→ **Provided data**:
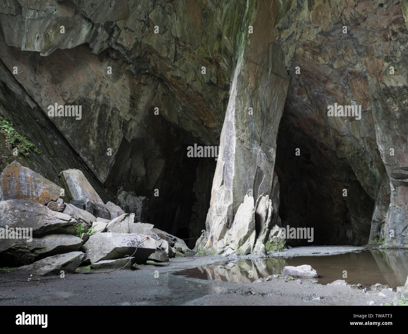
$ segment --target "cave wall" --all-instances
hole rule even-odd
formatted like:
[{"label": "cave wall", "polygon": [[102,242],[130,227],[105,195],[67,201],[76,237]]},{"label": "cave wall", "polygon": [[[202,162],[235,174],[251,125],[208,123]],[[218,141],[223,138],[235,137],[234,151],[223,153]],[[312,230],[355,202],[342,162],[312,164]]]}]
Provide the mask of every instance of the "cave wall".
[{"label": "cave wall", "polygon": [[[15,158],[24,165],[58,184],[79,168],[105,201],[120,189],[146,196],[157,227],[189,239],[205,229],[197,248],[264,252],[281,220],[314,227],[315,243],[404,247],[407,9],[7,0],[0,116],[41,152]],[[81,119],[49,117],[55,103],[81,105]],[[328,117],[335,103],[361,105],[361,119]],[[4,167],[15,158],[2,136]],[[188,157],[194,144],[220,144],[220,158]],[[249,232],[231,246],[239,222]]]},{"label": "cave wall", "polygon": [[[146,196],[149,221],[184,237],[199,236],[215,162],[188,159],[187,147],[219,142],[246,4],[4,5],[0,58],[11,73],[17,67],[15,80],[45,115],[55,103],[82,106],[80,120],[50,119],[108,197],[121,187]],[[76,162],[70,167],[79,168]]]},{"label": "cave wall", "polygon": [[[404,4],[297,0],[279,9],[275,31],[291,74],[278,140],[280,215],[283,225],[317,225],[318,243],[384,241],[385,228],[396,235],[386,245],[406,244]],[[361,119],[328,117],[335,102],[361,105]]]}]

→ **Direction**:
Copy out the text of each record above word for word, leaving out the pictures.

→ **Output for this exercise**:
$ segment --target "cave wall" --all-instances
hole rule even-odd
formatted like:
[{"label": "cave wall", "polygon": [[102,242],[130,227],[105,195],[67,201],[76,237]]},{"label": "cave wall", "polygon": [[[202,162],[235,174],[251,125],[208,123]],[[218,141],[223,138],[235,137],[234,151],[223,153]],[[312,230],[355,202],[342,162],[312,164]]]}]
Provide the mask of every instance of the "cave wall".
[{"label": "cave wall", "polygon": [[[15,158],[24,165],[58,184],[79,168],[105,201],[120,189],[146,196],[157,227],[189,239],[205,229],[197,248],[264,252],[281,220],[314,227],[315,243],[404,247],[407,9],[7,0],[0,116],[41,152]],[[81,119],[49,117],[55,103],[81,105]],[[328,117],[335,103],[361,105],[361,119]],[[4,167],[15,158],[2,136]],[[188,157],[194,144],[220,144],[220,158]],[[249,232],[231,246],[239,222]]]},{"label": "cave wall", "polygon": [[[146,196],[149,221],[184,237],[199,236],[215,162],[188,159],[187,147],[219,142],[246,4],[4,5],[0,58],[11,73],[17,67],[15,80],[45,115],[55,103],[82,106],[80,120],[50,119],[108,197],[121,187]],[[76,162],[70,167],[79,168]]]},{"label": "cave wall", "polygon": [[[404,4],[297,0],[279,9],[275,31],[291,74],[278,140],[280,215],[283,225],[317,225],[318,243],[384,241],[385,228],[396,235],[386,245],[406,244]],[[361,119],[328,117],[335,102],[361,105]]]}]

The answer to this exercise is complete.